On notera tout de même la tentative du port du brassard aux couleurs du drapeau LGBTQ+ par les capitaines de certaines équipes en opposition aux discriminations homophobes du pays, balayée la veille du Mondial par la sanction par un carton jaune de la Fifa. A la probable grande satisfaction d’Hugo Lloris, qui avait d’ores et déjà affirmé qu’il ne le porterait pas personnellement, avec pour argument qu’il faut « respecter la culture du Qatar. » C’est vrai que bon, après tout, les gens amoureux qui se font traquer et emprisonner, c’est déjà pas une priorité dans le monde, alors encore moins dans celui du football. Petite pensée au PSG qui s’est très récemment vu sanctionné par la participation de ses joueurs à des chants homophobes… Enfin, soit. Après tout, les chants homophobes, ça fait partie intégrante du folklore du football. Ca aussi, c’est d’Hugo Lloris. Il en dit du bon, cet Hugo Lloris.



Reprenons. S’ensuivent alors toutes ces années de construction. Et enfin, 2022, la coupe du monde commence ! Fantastique !
Et de façon assez prévisible, pour une question de bonne conscience probablement, on s’octroiera le droit de fermer les yeux sur les points précédents. Parce que c’est finalement la meilleure façon d’esquiver la culpabilité, et de mettre à part la réalité le temps d’un tournoi.

Mais peut-on réellement mettre à part ?
Dans quelle mesure peut-on mettre de côté un tel mépris des droits humains et de la planète au nom du sport ?

● Lignes fournies:
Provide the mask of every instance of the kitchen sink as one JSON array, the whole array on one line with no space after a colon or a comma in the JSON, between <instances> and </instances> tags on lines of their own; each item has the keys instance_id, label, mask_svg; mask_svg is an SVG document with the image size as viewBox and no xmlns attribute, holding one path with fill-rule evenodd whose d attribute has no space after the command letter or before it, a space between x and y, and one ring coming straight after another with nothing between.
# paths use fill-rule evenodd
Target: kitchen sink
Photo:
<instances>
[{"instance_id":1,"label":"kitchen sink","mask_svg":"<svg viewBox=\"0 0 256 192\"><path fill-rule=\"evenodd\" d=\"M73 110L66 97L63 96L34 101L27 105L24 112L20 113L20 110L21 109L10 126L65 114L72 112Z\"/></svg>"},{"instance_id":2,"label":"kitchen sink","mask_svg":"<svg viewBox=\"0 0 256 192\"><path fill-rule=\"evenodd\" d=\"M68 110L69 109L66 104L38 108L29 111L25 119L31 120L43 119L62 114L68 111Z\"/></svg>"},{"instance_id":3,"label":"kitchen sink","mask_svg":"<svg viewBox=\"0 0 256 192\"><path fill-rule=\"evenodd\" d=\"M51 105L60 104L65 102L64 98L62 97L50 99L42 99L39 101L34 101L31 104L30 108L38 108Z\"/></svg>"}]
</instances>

● Tâches demandées:
- 1) Selon le texte sur la Coupe du monde au Qatar, par quelle sanction la Fifa menaçait-elle le port du brassard aux couleurs LGBTQ+ ?
- 2) Reprenez le texte sur la Coupe du monde au Qatar à la suite de sa dernière phrase.

● Réponses:
- 1) Par un carton jaune.

- 2)
C’est vrai que c’est une question qui, dans cette ambiance festive à laquelle on a eu droit, n’a pas tellement eu lieu de se poser pour tout le monde. Mais la fête étant finie, je pose maintenant la question ; aux gouvernements qui ont validé ce Mondial, et qui ont parfois cédé à la couleur de l’argent. A la Fifa, pour les exactes mêmes raisons. Aux médias, ceux qui ont diffusé l’avancée du tournoi en effaçant le reste, et en manquant à désinformant sur la situation. Et enfin, tout simplement, à toutes celles et ceux que j’ai vu partager l’allégresse de cette coupe du monde en fermant les yeux sur le reste. 

Le propos n’est pas ici de suggérer qu’éteindre sa télévision chez soi aurait pu sauver des vies innocentes, ou encore refroidir la planète. Le propos est qu’il est strictement impossible de célébrer ce Mondial 2022 en le dissociant de tout l’engrenage du massacre capitaliste qui gravite autour.

L’oubli, c’est peut-être finalement ce qu’il y a de plus déplorable dans cette histoire de coupe du monde au Qatar.
Et en fait, c’est à peu près tout ce que l’on peut défendre à notre petite échelle.

Alors retenons. N’oublions pas.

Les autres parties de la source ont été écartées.